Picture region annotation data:
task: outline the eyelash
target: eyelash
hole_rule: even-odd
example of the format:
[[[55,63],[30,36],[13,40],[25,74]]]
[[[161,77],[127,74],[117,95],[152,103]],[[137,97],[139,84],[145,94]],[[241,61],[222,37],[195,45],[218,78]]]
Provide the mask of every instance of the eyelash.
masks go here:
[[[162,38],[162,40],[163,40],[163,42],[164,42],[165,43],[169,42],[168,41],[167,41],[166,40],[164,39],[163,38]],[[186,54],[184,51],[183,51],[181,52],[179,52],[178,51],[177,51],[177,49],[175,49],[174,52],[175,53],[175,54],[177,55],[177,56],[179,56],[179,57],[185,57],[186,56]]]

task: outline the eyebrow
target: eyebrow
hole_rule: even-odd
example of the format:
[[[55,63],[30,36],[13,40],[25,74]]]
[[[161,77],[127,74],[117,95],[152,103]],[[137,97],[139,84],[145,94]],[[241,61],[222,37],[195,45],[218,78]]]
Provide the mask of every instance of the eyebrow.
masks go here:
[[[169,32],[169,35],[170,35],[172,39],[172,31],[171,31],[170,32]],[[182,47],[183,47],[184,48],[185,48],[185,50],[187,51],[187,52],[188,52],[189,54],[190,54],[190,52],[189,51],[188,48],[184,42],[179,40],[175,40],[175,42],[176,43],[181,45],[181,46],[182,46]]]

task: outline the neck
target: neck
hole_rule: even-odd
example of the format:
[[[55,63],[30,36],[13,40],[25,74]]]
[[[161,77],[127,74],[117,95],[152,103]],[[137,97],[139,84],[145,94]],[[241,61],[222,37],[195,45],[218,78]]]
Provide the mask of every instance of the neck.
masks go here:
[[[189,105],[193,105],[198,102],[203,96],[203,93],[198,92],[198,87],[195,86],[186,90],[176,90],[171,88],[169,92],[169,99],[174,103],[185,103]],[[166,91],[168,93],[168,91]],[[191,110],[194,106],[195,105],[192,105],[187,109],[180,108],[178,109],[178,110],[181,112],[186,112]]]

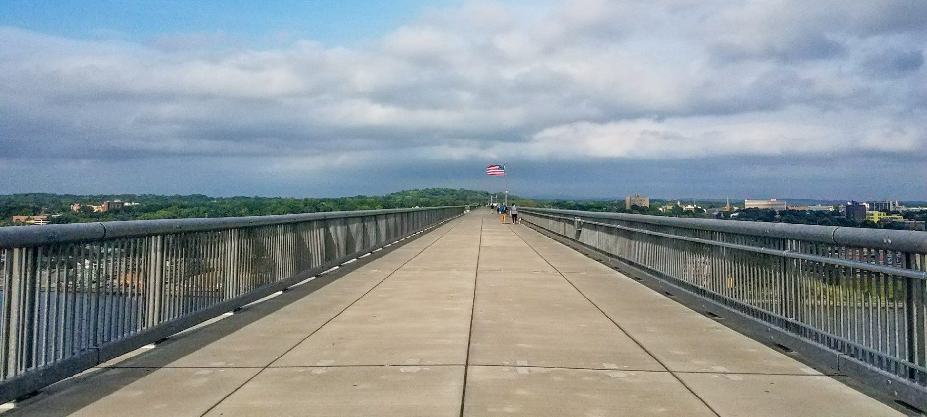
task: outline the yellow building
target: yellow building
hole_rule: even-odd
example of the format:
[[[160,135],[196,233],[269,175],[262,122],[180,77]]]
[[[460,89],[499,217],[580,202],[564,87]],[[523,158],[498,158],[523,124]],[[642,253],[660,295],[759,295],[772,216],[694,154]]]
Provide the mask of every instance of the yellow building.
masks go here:
[[[882,211],[867,211],[866,220],[878,223],[883,220],[905,220],[905,217],[900,214],[885,214]]]

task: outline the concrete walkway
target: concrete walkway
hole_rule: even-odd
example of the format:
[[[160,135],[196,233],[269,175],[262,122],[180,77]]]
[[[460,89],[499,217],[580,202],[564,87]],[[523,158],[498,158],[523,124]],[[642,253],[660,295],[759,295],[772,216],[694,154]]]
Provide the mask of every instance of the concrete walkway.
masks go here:
[[[8,412],[900,415],[485,209],[383,252]]]

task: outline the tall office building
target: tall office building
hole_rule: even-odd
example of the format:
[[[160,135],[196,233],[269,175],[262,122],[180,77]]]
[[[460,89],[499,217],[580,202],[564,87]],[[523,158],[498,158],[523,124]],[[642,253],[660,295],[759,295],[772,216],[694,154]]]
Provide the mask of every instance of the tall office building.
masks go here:
[[[631,206],[637,207],[650,207],[650,197],[635,194],[632,196],[625,197],[625,208],[630,208]]]
[[[785,201],[769,198],[768,200],[743,200],[743,208],[768,208],[784,210]]]
[[[846,204],[846,220],[850,221],[863,222],[866,221],[866,204],[859,204],[856,201]]]

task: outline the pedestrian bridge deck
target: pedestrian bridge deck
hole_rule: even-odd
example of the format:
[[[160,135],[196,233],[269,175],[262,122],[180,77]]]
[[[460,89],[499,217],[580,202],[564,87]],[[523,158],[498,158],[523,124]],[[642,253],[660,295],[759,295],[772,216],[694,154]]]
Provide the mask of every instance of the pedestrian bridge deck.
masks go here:
[[[898,414],[485,209],[350,266],[9,412]]]

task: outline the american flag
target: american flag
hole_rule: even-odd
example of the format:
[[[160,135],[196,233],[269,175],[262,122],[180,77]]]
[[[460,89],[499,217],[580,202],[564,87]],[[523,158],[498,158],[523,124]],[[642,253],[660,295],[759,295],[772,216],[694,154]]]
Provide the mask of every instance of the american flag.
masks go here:
[[[489,165],[486,167],[486,173],[489,175],[505,175],[505,165]]]

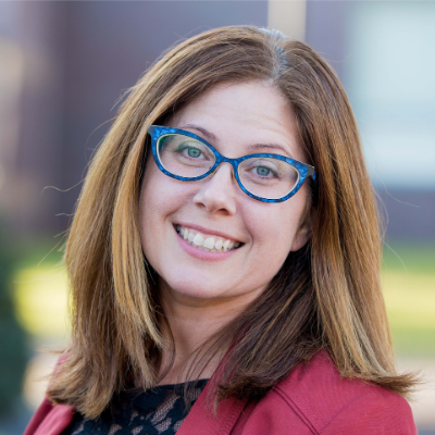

:: Task statement ::
Rewrite all of the material, changing each "masks go here" to "polygons go here" and keeping everything else the same. Omit the pictures from your answer.

:: Answer to the exercise ::
task: outline the eyelash
target: eyelash
hole_rule: even-odd
example of the format:
[[[55,63],[30,36],[13,40],[25,74]]]
[[[161,77],[127,74],[117,95],[152,103]],[[137,97],[139,84],[145,94]],[[241,61],[222,37],[195,45],[218,78]]]
Provide the mask of every instance of the eyelash.
polygons go here:
[[[162,38],[162,40],[163,40],[163,42],[164,42],[165,43],[169,42],[168,41],[167,41],[166,40],[164,39],[163,38]],[[186,54],[184,51],[183,51],[181,52],[179,52],[178,51],[177,51],[177,49],[175,49],[174,52],[175,53],[175,54],[177,55],[177,56],[179,56],[179,57],[185,57],[186,56]]]

task: outline the eyebrow
target: eyebrow
hole_rule: even-odd
example of the format:
[[[55,63],[30,36],[13,40],[25,74]]]
[[[161,77],[127,74],[117,95],[152,103]],[[137,97],[139,84],[145,94]],[[241,61],[222,37],[195,45],[218,78]]]
Provide the mask of every instance of the eyebrow.
polygons go here:
[[[169,32],[169,35],[170,35],[172,39],[172,31],[171,31],[170,32]],[[182,47],[183,47],[184,48],[185,48],[185,50],[187,51],[187,52],[188,52],[189,54],[190,54],[190,52],[189,51],[188,48],[184,42],[179,40],[175,40],[175,42],[176,43],[181,45],[181,46],[182,46]]]

task: outline the neck
target: neck
hole_rule: even-odd
example of the format:
[[[55,63],[30,36],[13,40],[25,74]]]
[[[161,77],[127,74],[117,95],[152,103]],[[137,97],[139,84],[145,94]],[[241,61],[222,37],[195,45],[218,78]]]
Provide the mask of every instance of the neck.
polygons go here:
[[[189,105],[193,105],[198,102],[203,96],[203,93],[198,92],[198,87],[195,86],[186,90],[176,90],[171,88],[169,92],[169,99],[174,103],[185,103]],[[166,91],[168,93],[168,91]],[[191,110],[194,106],[195,105],[192,105],[187,109],[180,108],[178,109],[178,110],[181,112],[186,112]]]

task: outline the yellow building
target: yellow building
hole_rule: even-odd
example of the format:
[[[160,135],[196,233],[269,175],[262,122],[180,77]]]
[[[460,89],[499,217],[580,202],[564,87]],[[523,158],[498,158],[523,124]],[[642,253],[660,295],[759,295],[772,216],[694,154]]]
Provide the mask of every instance of the yellow building.
polygons go here:
[[[882,211],[867,211],[866,220],[878,223],[883,220],[905,220],[905,217],[900,214],[885,214]]]

task: outline the concrete walkway
target: concrete walkway
hole_rule: even-odd
example of the format:
[[[160,135],[196,233],[269,175],[262,122],[180,77]]]
[[[460,89],[499,217],[580,202],[564,87]],[[523,158],[498,158],[523,124]],[[642,253],[660,295],[759,295],[772,216],[694,154]]]
Provide the mask of every instance of the concrete walkway.
polygons go here:
[[[8,412],[900,415],[485,209],[383,252]]]

task: outline the tall office building
target: tall office building
hole_rule: even-odd
example of the format:
[[[160,135],[196,233],[269,175],[262,122],[180,77]]]
[[[460,89],[499,217],[580,202],[564,87]],[[523,158],[498,158],[523,124]],[[642,253],[660,295],[759,295],[772,216],[694,154]]]
Provide the mask of every instance of the tall office building.
polygons go here:
[[[631,206],[637,207],[650,207],[650,197],[635,194],[632,196],[625,197],[625,208],[630,208]]]
[[[785,201],[769,198],[768,200],[743,200],[743,208],[768,208],[784,210]]]
[[[846,204],[846,220],[850,221],[863,222],[866,221],[866,204],[859,204],[856,201]]]

task: outline the pedestrian bridge deck
target: pedestrian bridge deck
hole_rule: even-odd
example of the format:
[[[160,135],[196,233],[269,175],[262,122],[180,77]]]
[[[460,89],[499,217],[580,202],[564,87]],[[523,158],[498,158],[523,124]],[[642,253],[660,295],[759,295],[772,216],[694,154]]]
Provide the mask of every instance of the pedestrian bridge deck.
polygons go here:
[[[898,414],[485,209],[350,266],[9,412]]]

task: outline the american flag
target: american flag
hole_rule: even-odd
example of the format:
[[[160,135],[196,233],[269,175],[262,122],[180,77]]]
[[[460,89],[499,217],[580,202],[564,87]],[[523,158],[498,158],[523,124]],[[642,253],[660,295],[759,295],[772,216],[694,154]]]
Provide the mask of every instance of the american flag.
polygons go here:
[[[489,165],[486,167],[486,173],[489,175],[505,175],[505,165]]]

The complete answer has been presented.